EXERCISE INSTRUCTIONS ▸
Give back the data below word for word. Any image in it should be left out.
-- EXERCISE MATERIAL follows --
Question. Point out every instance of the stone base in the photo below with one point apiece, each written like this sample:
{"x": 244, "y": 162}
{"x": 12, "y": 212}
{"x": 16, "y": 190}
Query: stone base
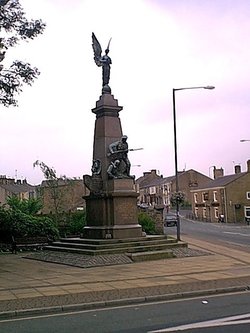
{"x": 112, "y": 232}
{"x": 114, "y": 214}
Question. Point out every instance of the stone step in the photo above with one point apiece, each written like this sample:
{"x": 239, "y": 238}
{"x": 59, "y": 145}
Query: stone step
{"x": 116, "y": 241}
{"x": 112, "y": 250}
{"x": 115, "y": 245}
{"x": 150, "y": 255}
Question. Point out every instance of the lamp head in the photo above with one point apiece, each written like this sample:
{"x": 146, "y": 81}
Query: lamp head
{"x": 209, "y": 87}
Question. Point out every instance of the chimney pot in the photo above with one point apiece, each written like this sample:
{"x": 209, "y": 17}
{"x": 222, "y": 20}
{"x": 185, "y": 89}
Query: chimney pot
{"x": 237, "y": 169}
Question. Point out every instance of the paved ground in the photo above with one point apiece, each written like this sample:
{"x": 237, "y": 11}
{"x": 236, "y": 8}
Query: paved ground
{"x": 30, "y": 286}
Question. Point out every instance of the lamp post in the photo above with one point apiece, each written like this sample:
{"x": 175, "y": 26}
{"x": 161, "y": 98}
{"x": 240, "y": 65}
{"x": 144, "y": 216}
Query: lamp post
{"x": 175, "y": 157}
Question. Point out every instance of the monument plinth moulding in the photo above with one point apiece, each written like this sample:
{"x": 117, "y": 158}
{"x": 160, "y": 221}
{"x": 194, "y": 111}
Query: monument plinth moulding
{"x": 111, "y": 206}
-- EXERCISE MATERIAL concluded --
FINAL ANSWER ▸
Question. Point out every instance of the stone base in the photo below with one point apiece, each written like this sample:
{"x": 244, "y": 162}
{"x": 12, "y": 212}
{"x": 16, "y": 190}
Query: stone base
{"x": 112, "y": 232}
{"x": 114, "y": 214}
Question. Point out every instance of the stone step in the photo above with one point apiece, each written like this sample:
{"x": 239, "y": 238}
{"x": 59, "y": 145}
Query: stone step
{"x": 116, "y": 241}
{"x": 112, "y": 250}
{"x": 115, "y": 245}
{"x": 150, "y": 255}
Question. Point out every instance of the lamp head in the photo above with one point apiece, each written like this sample:
{"x": 146, "y": 81}
Query: lamp head
{"x": 209, "y": 87}
Question. Point out every instance of the chimney pot in the photo above with one point apiece, each written like this sample:
{"x": 209, "y": 17}
{"x": 222, "y": 20}
{"x": 185, "y": 89}
Query: chimney pot
{"x": 237, "y": 169}
Question. Point out every instance of the paved ground in the photo above with one point apiece, each written like this sample:
{"x": 237, "y": 11}
{"x": 236, "y": 8}
Query: paved ground
{"x": 30, "y": 286}
Question. Point out every instance of the lamp post in the photo above with one point apiece, each written like this sample:
{"x": 175, "y": 26}
{"x": 161, "y": 98}
{"x": 240, "y": 65}
{"x": 144, "y": 216}
Query: lamp post
{"x": 175, "y": 157}
Question. Point out every instance of the monument plinth moulding in the photo above with one point apiece, each written like this sample:
{"x": 117, "y": 158}
{"x": 160, "y": 221}
{"x": 194, "y": 111}
Query: monument plinth moulding
{"x": 111, "y": 206}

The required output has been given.